Extend the Felix von Luschan biography below, picking up after its last sentence.

** Text for analysis **
- Opening Delimiter -
Felix von Luschan | |
Birth Date: | 11 August 1854 |
Birth Place: | Oberhollabrunn, Lower Austria, Austrian Empire |
Death Place: | Berlin, Weimar Germany |
Nationality: | Austrian |
Field: | Ethnologist, anthropologist, archaeologist and explorer |
Work Institutions: | Ethnological Museum of Berlin |
Alma Mater: | University of Vienna |
Known For: | Von Luschan's chromatic scale |
Felix Ritter von Luschan (pronounced as /de/; 11 August 18547 February 1924) was a medical doctor, anthropologist, explorer, archaeologist and ethnographer born in the Austrian Empire.
Luschan was born the son of a lawyer in Hollabrunn, Lower Austria, and attended the Akademisches Gymnasium in Vienna. After leaving school he studied medicine at the University of Vienna and anthropology in Paris, with an emphasis on craniometry. After he gained his doctorate in 1878, he was an army doctor in Austro-Hungarian occupied Bosnia and, together with the British archaeologist Arthur Evans, travelled through Dalmatia, Montenegro and Albania. From 1880 he worked as a medical assistant at the Vienna General Hospital and a lecturer (Privatdozent) at the University of Vienna in 1882. In 1885 he married Emma von Hochstetter, daughter of the German geologist Ferdinand von Hochstetter, a close friend of his father.On 1 January 1886 Luschan took up a position as an assistant to Director Adolf Bastian at the Königliches Museum für Völkerkunde in Berlin (the present-day Ethnological Museum), where upon Bastian's death in 1905 he became Director of the Africa and Oceania Department. In this capacity he acquired one of the most important collections of Benin antiquities, ivory carvings, and bronze figures, details of which he published in his multivolume magnum opus. He also lead a huge collection campaign of the bones and skulls of thousands of people from across European empires. In 1906, this included human remains from the Herero-Nama Genocide.[1]
He started his academic career in 1888, in 1904 was appointed Reader, and in 1909 gave up his duties at the Völkerkundemuseum when he was appointed tenured professor at the Berlin Charité medical school. In 1911 he became the holder of the first chair of anthropology at Berlin's Frederick William University (now the Humboldt University of Berlin). He is also remembered for creating the von Luschan's chromatic scale for classifying skin colour, which consisted of 36 opaque glass tiles which were compared to the subject's skin.
- Closing Delimiter -
** Extracted records **
- Opening Delimiter -
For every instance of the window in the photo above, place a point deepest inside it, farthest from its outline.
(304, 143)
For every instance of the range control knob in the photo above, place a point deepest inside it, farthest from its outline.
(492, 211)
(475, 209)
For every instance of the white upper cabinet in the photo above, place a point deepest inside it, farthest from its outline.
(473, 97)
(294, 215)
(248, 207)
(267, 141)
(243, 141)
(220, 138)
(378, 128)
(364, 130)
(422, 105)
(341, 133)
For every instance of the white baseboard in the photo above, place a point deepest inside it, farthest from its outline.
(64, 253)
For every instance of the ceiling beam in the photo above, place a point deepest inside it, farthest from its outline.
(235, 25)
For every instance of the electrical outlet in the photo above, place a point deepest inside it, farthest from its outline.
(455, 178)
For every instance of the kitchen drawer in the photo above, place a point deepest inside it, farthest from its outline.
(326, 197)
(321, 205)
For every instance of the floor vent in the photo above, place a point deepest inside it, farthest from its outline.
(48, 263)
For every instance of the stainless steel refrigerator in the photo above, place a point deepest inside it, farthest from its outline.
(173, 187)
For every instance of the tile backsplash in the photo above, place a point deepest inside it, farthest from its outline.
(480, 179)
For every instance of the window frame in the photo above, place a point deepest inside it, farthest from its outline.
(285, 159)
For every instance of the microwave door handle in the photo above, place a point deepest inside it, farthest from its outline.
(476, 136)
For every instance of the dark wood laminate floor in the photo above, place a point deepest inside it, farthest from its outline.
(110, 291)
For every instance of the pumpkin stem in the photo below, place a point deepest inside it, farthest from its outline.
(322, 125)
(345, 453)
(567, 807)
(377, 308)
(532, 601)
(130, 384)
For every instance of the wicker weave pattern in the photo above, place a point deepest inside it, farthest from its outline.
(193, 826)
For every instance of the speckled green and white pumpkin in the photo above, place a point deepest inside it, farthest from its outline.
- Closing Delimiter -
** Expected answer **
Though Luschan had joined the German Society for Racial Hygiene in 1908, in his works he rejected the rising ideas of "scientific racism" and stressed the equality of the human races. He argued for his position in parts on the basis of skulls he instructed German colonial troops to acquire in German colonies, including human remains of victims of the Herero-Nama Genocide. He died in Berlin at the age of 69 and is buried at his summer residence in Millstatt, Austria.
The German Society for Racial Hygiene goal was "for society to return to a healthy and blooming, strong and beautiful life" as Ploetz put it. The Nordic race was supposed to regain its "purity" through selective reproduction and sterilization.
In 1915 he was appointed to the "Königlich Preußische Phonographische Kommission" (Royal Prussian Phonographic Commission) for his anthropological expertise. The purpose of the commission was to record the approximately 250 languages spoken by the prisoners of German WWI PoW camps. In the course of this endeavor, von Luschan also conducted physical anthropology research on the internees.[2]
In 1881 Luschan and Otto Benndorf explored the ancient Lycian region of southern Anatolia, part of the Ottoman Empire, where they excavated the Heroon of Trysa near Myra, which is now on display at the Vienna Kunsthistorisches Museum.
In February 1883 he accompanied Carl Humann on an expedition to Mount Nemrut in historic Commagene which was initiated by the Prussian Academy of Sciences. At Zincirli he discovered the ruins of Sam'al, capital of a small principality of the late Hittite period, which he later excavated between 1888 and 1902 together with Robert Koldewey. Descriptions of the plants he collected in the Ottoman Empire were later published by Otto Stapf.
All his expeditions profited from Luschan's medical training. In 1905 he and his wife Emma travelled to South Africa at the invitation of the British Science Association, and in 1913 they went to Australia, where the couple heard the news of the outbreak of the First World War in Europe and had to proceed to the neutral United States.